Even if Campagnuolo does not go so far as to permit a general “similar offense” exception to the authorization requirement, two features of the instant case suggest that the rationale of Campagnuolo would authorize the use of the wiretap evidence here. First, the prosecution under the RICO statute bears a unique kind of sim*1471ilarity to the prosecution under the drug law. It is not merely a question of crimes which have “some common elements” or “some overlapping proof”: where, as here, a drug offense is one of the predicate acts for the RICO violation, every element of that offense must be proven before the RICO violation can be established. Although the object of the RICO statute might be different, the extent of similarity in what must be proved makes “subterfuge” virtually impossible; the government might seek, in the long run, to offer additional proof against the “enterprise,” but in the context of the intercepted conversation, it is most likely that the government is interested in offering evidence of the predicate offense. Second, the authorization order in this case did not specify any offense by statute or code reference. Not only does this distinguish the instant case from Brodson and Marion, both of which had orders specifying particular statutes; but the generality of the state’s object drastically reduces the possibility of federal “subterfuge.” It is difficult to claim that the federal government had a different object in mind in disclosing the material than the state did in intercepting it, when the state defined its object with such generality.

Finally, some courts have held that dismissal of the indictment may not be an appropriate response, even where the requirements of Section 2517(5) have not been met. See United States v. Vento, 533 F.2d 838, 856 (3rd Cir.1976); United States v. Aloi, 449 F.Supp. 698, 721 (E.D.N.Y. 1977). These cases suggest that sanctions should be applied flexibly, and with an awareness of the purposes of the provision. 449 F.Supp. at 721. The special similarity of the offenses and the failure to specify a particular statute in the original order make it clear that the goals of the provisions of Section 2517(5) would not be served by a dismissal of the indictments.

VI. Admissibility of the Evidence

Appellants argue that numerous pieces of evidence, including physical evidence, tapes of intercepted conversations and testimony by witnesses, should not have been admitted by the trial court and their admission constitutes reversible error.

INPUT MATERIAL:
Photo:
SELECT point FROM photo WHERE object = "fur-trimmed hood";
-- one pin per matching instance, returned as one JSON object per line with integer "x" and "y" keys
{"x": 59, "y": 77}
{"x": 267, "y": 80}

WRITTEN REQUEST A: In the court opinion excerpt, what did the authorization order in this case fail to specify?
WRITTEN REQUEST B: Reproduce the records above line for line, without changing anything.

WORKED SOLUTION A: It did not specify any offense by statute or code reference.

WORKED SOLUTION B:
Photo:
SELECT point FROM photo WHERE object = "fur-trimmed hood";
-- one pin per matching instance, returned as one JSON object per line with integer "x" and "y" keys
{"x": 59, "y": 77}
{"x": 267, "y": 80}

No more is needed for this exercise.